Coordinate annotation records

───

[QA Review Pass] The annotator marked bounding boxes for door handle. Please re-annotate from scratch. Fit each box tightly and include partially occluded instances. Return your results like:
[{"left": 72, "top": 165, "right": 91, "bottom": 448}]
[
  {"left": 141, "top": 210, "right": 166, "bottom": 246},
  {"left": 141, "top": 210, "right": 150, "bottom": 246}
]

───

**STATED TASK**
Copy out the records above line for line, with no changes.

**WRITTEN REPLY**
[QA Review Pass] The annotator marked bounding boxes for door handle. Please re-annotate from scratch. Fit each box tightly and include partially occluded instances. Return your results like:
[{"left": 72, "top": 165, "right": 91, "bottom": 448}]
[
  {"left": 141, "top": 210, "right": 166, "bottom": 246},
  {"left": 141, "top": 210, "right": 150, "bottom": 246}
]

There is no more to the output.